= Beginning of Section =

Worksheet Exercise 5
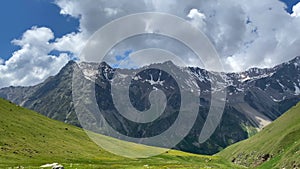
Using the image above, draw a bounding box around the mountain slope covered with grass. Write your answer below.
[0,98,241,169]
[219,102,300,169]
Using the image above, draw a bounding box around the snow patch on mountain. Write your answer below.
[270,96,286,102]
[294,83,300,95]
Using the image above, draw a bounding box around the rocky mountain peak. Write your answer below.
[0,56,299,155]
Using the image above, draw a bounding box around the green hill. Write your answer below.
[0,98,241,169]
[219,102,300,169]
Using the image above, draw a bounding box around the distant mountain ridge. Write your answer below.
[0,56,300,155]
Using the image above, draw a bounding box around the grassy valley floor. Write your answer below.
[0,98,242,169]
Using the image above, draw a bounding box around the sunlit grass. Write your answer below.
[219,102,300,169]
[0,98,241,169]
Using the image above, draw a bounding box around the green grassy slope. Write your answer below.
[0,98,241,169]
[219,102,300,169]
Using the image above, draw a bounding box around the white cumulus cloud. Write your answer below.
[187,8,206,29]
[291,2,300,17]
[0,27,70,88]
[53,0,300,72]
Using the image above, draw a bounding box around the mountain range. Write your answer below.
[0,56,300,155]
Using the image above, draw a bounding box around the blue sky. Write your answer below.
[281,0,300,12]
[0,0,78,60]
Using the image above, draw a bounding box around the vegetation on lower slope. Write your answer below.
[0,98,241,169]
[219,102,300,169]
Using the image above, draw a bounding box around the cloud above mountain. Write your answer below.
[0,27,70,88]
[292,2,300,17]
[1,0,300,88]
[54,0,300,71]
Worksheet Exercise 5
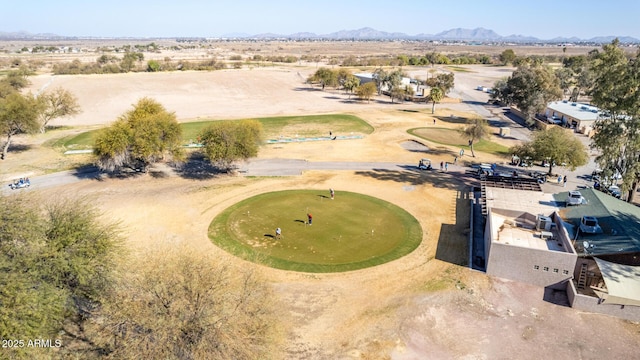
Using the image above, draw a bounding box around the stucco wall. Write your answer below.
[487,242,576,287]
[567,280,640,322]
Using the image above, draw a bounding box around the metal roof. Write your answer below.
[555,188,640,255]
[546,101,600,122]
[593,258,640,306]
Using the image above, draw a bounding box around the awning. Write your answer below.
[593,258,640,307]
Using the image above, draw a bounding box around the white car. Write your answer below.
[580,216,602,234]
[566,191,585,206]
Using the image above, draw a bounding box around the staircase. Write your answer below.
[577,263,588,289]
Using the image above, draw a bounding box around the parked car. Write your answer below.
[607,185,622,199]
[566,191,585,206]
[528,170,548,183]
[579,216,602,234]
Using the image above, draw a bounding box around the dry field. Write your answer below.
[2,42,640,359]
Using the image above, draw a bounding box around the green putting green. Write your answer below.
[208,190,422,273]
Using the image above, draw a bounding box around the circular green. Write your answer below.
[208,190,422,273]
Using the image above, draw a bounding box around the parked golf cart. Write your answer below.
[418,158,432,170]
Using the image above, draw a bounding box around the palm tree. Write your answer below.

= End of Section =

| Problem description |
Please reproduce only the lines from the one holding "Using the image above, draw a bounding box around the blue" through the final line of the listing above, both included, with each picture left out.

| Result |
Using the image above, draw a bounding box around the blue sky. Write your answer below.
[281,0,300,12]
[0,0,78,60]
Using the image above, draw a bounding box around the vegetation on lower slope. Write your answer below.
[0,98,241,169]
[219,102,300,169]
Using the image above, draw a bounding box around the cloud above mountain. Write your answer below.
[0,27,70,88]
[292,2,300,17]
[1,0,300,88]
[54,0,300,71]
Worksheet Exercise 5
Using the image above, draw a bounding box around the stucco wall. Write your answer below.
[487,242,576,287]
[567,280,640,322]
Using the image above, draw a bounding box around the metal roof. Write your answer below.
[555,188,640,255]
[546,101,600,122]
[593,258,640,306]
Using the image above, draw a bounding box around the awning. Write your answer below.
[593,258,640,307]
Using the image above, draw a bounding box around the white car. Write your answer below.
[580,216,602,234]
[566,191,585,206]
Using the image above, draw a bounding box around the staircase. Write your answer below.
[577,263,588,289]
Using the image above, draw a bounding box around the parked car. Write your answer below.
[607,185,622,199]
[566,191,585,206]
[528,170,548,183]
[579,216,602,234]
Using the image above, draw a bounding box around the dry field. Write your answer below.
[2,42,640,359]
Using the image above, draw a bounding box around the green putting green. Write your answer below.
[208,190,422,273]
Using the image above, draw a bounding box around the circular green. Write your answer below.
[208,190,422,273]
Using the image above, draw a bounding box around the parked golf cart. Write your answer below.
[418,158,432,170]
Using the image above, draw a bounding box around the palm tree. Write your answer below.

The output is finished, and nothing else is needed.